The request >> In the text on the roots of a quadratic equation, what does the expression (α² + β²)/(α⁻² + β⁻²) simplify to?

Text excerpt >>
If $α, β$ are the roots of the equation $a x^{2} + b x + c = 0$

then $α + β = \frac{- b}{a}, α β = \frac{c}{a} i . e s_{1} = \frac{- b}{a}, s_{2} = \frac{c}{a}$

$i)$ $\frac{1}{α^{2}} + \frac{1}{β^{2}}$

$\frac{1}{α^{2}} + \frac{1}{β^{2}} = \frac{α^{2} + β^{2}}{α^{2} β^{2}} = \frac{{(α + β)}^{2} - 2 α β}{{(α β)}^{2}} = \frac{s_{1}^{2} - 2 s_{2}}{s_{2}^{2}} = \frac{{(\frac{- b}{a})}^{2} - 2 (\frac{c}{a})}{{(\frac{c}{a})}^{2}} = \frac{\frac{b^{2}}{a^{2}} - \frac{2 c}{a}}{\frac{c^{2}}{a^{2}}} = \frac{b^{2} - 2 a c}{c^{2}}$

$i i) α^{4} β^{7} + α^{7} β^{4}$

$α^{4} β^{7} + α^{7} β^{4} = α^{4} β^{4} (α^{3} + β^{3}) = {(α β)}^{4} [{(α + β)}^{3} - 3 α β (α + β)] = {(\frac{c}{a})}^{4} [{(\frac{- b}{a})}^{3} - 3 (\frac{c}{a}) (\frac{- b}{a})] = \frac{c^{4}}{a^{4}} [- \frac{b^{3}}{a^{3}} + \frac{3 b c}{a^{2}}] = \frac{c^{4}}{a^{4}} [\frac{- b^{3} + 3 a b c}{a^{3}}] = \frac{b c^{4} [3 a c - b^{2}]}{a^{7}}$

$i i i) \frac{α^{2} + β^{2}}{α^{- 2} + β^{- 2}}$

$\frac{α^{2} + β^{2}}{α^{- 2} + β^{- 2}} = \frac{α^{2} + β^{2}}{\frac{1}{α^{2}} + \frac{1}{β^{2}}} = \frac{α^{2} + β^{2}}{(\frac{α^{2} + β^{2}}{α^{2} β^{2}})} = α^{2} β^{2} = {(α β)}^{2} = {(\frac{c}{a})}^{2} = \frac{c^{2}}{a^{2}}$

$i v) \frac{α}{β^{2}} + \frac{β}{α^{2}}$

$\frac{α}{β^{2}} + \frac{β}{α^{2}} = \frac{α^{3} + β^{3}}{α^{2} β^{2}} = \frac{1}{{(α β)}^{2}} [{(α + β)}^{3} - 3 α β (α + β)]$

$= \frac{1}{{(\frac{c}{a})}^{2}} [{(\frac{- b}{3})}^{3} - 3 \frac{c}{a} (\frac{- b}{a})] = \frac{a^{2}}{c^{2}} [\frac{- b^{3}}{a^{3}} + \frac{3 b c}{a^{2}}] = \frac{a^{2}}{c^{2}} [\frac{- b^{3} + 3 a b c}{a^{3}}] = \frac{3 a b c - b^{3}}{a c^{2}}$

Dataset excerpt >>
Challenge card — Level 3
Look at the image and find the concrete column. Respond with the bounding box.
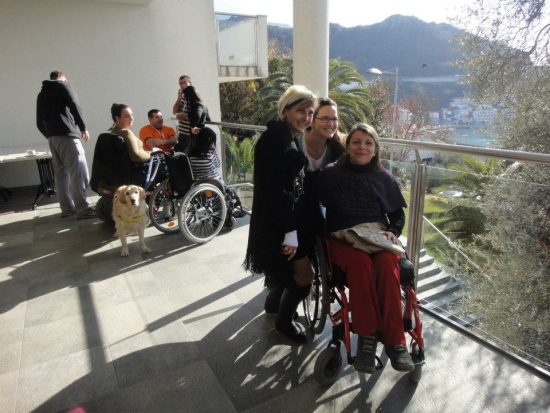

Written solution >> It simplifies to c²/a².